■ SUPPLIED TEXT:
■ ■ ■

Calculating Sonic Boom Time: Jet Aircraft at Mach 1.5 and Altitude of 5029m

[inflames829]

Homework Statement

A jet aircraft traveling with a velocity of mach 1.5 at an altitude of 5029m passes directly over an observer on the ground. How many seconds elapse before the observer experiences the sonic boom created by the jet? speed of sound= 343ms-1

Homework Equations

The Attempt at a Solution

the only example i can find of this in my book has only this equation (its for the angle of the shock cone) sin theta = v sound/ v object. Can anyone give me any help on how i can work out the time from this, I am pretty sure you have to use this equation at some point. Can anyone give any help please.

 

[Dick]

Draw a picture. The sound will reach you when the shock cone hits you. It's a trig problem. Work out the horizontal distance the plane needs to travel for that. Then use that to find the time.

 

[inflames829]

i did that an got the angle as 0.8867. then i used tan-1 x adjacent equals opposite, which i had as the horizontal distance. Then i used time = distance/velocity but still get the wrong answer. Can you please help, am i still doing something wrong

 

[Dick]

vsound/vobject=1/1.5. I don't get sin(theta)=1/1.5 giving me theta=0.8867. Can you check that? And tan(theta)=height/distance traveled, right?

■ ■ ■

■ SUPPLIED MATERIAL:
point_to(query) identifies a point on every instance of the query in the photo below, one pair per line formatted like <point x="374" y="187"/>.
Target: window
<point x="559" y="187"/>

■ ■ ■

■ WHAT YOU WILL DO: Why, according to Dick in the sonic boom thread, does the solver need the horizontal distance the plane travels?

■ REPLY: Dick says the sound reaches the observer when the shock cone hits them. So the solver must work out how far the plane travels horizontally for the cone to reach the observer, then use that distance to find the time.